[Detection examples]

_____

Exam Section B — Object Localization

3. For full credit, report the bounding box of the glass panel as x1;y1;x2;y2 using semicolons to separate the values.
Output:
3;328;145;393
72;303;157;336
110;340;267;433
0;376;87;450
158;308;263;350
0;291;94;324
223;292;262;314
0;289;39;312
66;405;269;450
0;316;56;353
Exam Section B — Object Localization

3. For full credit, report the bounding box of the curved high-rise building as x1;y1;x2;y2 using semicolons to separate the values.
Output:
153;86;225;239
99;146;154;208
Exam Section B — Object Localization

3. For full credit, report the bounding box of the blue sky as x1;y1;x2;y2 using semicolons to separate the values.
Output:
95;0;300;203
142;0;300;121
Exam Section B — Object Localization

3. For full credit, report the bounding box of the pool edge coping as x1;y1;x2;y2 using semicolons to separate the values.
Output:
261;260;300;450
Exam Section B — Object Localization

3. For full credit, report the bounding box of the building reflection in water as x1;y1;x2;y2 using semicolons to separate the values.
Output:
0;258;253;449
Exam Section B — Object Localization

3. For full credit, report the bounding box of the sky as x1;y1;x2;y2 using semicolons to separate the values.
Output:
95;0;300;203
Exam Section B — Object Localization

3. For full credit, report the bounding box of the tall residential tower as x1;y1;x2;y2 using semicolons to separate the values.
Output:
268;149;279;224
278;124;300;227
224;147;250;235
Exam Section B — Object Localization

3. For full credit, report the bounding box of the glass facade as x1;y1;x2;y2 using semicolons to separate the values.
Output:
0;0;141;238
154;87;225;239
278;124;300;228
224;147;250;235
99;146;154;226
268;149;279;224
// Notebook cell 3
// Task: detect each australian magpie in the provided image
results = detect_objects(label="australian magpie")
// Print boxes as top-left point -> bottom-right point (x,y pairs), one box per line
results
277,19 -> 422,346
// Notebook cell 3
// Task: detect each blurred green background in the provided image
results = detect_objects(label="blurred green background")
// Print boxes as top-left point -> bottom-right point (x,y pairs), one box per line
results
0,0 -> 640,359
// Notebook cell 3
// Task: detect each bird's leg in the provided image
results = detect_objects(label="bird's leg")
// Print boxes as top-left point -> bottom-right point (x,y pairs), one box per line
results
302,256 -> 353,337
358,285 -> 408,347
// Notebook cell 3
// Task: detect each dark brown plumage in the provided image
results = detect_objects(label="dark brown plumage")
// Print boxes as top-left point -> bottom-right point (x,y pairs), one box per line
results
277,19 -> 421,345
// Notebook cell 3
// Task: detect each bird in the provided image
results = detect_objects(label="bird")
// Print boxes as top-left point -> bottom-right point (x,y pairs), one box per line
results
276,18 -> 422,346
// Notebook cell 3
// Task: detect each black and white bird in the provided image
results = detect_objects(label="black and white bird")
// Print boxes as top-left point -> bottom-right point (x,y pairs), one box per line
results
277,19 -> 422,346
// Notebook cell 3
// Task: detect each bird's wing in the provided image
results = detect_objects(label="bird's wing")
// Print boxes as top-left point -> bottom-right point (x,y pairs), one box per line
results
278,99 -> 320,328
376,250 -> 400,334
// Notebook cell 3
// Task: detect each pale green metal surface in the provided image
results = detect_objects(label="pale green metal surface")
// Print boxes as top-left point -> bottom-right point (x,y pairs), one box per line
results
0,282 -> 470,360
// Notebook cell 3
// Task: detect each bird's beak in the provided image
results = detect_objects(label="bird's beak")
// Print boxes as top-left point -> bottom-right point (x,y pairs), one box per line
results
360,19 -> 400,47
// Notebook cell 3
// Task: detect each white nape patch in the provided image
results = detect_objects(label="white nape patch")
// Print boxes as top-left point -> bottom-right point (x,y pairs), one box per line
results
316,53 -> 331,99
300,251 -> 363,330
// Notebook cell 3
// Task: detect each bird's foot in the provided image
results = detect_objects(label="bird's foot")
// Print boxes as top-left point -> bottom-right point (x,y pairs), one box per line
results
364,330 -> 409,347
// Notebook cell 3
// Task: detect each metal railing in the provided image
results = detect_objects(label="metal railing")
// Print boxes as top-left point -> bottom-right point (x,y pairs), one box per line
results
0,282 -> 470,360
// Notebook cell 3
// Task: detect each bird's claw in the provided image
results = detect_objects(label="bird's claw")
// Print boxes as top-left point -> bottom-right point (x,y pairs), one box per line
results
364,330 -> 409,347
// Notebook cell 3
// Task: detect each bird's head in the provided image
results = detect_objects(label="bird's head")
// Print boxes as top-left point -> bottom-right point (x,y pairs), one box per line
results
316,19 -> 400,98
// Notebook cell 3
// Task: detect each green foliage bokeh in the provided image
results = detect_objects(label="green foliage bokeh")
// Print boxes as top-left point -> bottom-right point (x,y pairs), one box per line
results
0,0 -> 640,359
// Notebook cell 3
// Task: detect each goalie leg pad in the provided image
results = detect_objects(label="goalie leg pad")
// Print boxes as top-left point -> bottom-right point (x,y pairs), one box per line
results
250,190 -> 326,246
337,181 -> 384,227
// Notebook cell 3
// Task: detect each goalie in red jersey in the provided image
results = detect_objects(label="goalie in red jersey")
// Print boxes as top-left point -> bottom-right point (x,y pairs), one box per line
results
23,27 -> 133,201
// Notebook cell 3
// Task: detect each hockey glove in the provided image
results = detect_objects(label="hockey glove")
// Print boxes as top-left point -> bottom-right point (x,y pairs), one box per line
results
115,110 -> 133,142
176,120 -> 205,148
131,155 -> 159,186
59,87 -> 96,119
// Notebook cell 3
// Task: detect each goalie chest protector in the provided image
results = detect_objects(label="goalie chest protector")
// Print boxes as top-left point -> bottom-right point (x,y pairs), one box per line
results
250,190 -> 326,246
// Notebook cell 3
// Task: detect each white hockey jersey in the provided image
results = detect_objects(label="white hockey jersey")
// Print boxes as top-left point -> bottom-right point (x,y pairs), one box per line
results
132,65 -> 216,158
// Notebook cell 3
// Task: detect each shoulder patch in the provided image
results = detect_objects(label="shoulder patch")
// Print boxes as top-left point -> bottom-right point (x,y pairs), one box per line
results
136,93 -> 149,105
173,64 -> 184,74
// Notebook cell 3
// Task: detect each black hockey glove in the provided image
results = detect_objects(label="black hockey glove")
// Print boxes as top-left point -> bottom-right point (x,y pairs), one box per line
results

_____

#### [Exercise directions]
Count how many lines of the material contain the string "protector". Give only the number.

#### [Right answer]
2